[Opening Entries shown section]
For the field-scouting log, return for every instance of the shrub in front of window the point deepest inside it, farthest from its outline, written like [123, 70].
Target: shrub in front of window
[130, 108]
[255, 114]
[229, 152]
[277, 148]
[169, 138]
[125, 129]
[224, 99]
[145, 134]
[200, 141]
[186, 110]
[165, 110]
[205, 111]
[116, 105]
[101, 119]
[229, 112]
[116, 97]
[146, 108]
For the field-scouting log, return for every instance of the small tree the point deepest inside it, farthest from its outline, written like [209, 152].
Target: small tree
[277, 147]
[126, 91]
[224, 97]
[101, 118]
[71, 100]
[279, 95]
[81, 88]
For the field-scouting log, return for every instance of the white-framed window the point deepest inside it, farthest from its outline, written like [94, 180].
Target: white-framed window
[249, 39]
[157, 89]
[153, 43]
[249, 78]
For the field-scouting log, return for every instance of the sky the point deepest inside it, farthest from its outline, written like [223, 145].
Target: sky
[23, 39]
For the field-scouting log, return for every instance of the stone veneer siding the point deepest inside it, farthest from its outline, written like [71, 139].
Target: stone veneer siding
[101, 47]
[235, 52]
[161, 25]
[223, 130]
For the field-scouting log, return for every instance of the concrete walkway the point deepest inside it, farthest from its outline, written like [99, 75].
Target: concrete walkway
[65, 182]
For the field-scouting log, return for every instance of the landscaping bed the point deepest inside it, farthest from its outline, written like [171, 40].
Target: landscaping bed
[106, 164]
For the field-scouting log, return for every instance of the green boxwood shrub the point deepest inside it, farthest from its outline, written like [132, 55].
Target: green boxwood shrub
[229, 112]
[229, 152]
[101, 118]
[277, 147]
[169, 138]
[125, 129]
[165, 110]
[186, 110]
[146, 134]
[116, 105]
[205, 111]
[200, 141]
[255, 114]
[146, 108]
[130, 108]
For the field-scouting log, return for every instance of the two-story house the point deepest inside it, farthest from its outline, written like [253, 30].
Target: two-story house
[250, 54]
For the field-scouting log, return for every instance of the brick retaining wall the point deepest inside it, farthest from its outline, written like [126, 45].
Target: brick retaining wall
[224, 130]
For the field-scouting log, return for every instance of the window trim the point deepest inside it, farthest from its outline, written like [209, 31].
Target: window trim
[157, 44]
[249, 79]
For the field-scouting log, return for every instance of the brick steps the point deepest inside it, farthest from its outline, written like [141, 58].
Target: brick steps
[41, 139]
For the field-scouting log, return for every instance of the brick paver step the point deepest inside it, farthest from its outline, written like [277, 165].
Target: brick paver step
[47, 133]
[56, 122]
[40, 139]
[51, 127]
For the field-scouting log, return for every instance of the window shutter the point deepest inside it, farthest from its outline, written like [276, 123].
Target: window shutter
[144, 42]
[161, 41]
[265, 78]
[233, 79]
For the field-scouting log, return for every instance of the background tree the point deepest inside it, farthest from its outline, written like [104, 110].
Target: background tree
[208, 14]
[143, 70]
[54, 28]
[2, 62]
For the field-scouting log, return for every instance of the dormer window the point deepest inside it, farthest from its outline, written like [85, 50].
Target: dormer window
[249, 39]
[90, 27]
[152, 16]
[Closing Entries shown section]
What to produce
With the line that has "like [94, 180]." as the first and the line that has "like [99, 75]." as the last, repeat exactly that run of lines above and no more.

Task response
For the field-scouting log, return for every instance of the white-framed window the point deepest inside it, farthest from its outline, written like [94, 180].
Target: white-framed window
[249, 39]
[157, 89]
[153, 43]
[249, 78]
For the field-scouting log, return for every instance of the sky the point deepest inside it, farthest from its outline, written like [223, 145].
Target: sky
[23, 39]
For the field-scouting log, return for every instance of the stone veneer siding the point deepest inside it, farthest from its outline, written like [71, 139].
Target: stone veneer siding
[101, 47]
[235, 52]
[161, 25]
[223, 130]
For the field-scouting log, return for every instance of the concrete walkway the point deepest inside it, farthest from its outline, written like [99, 75].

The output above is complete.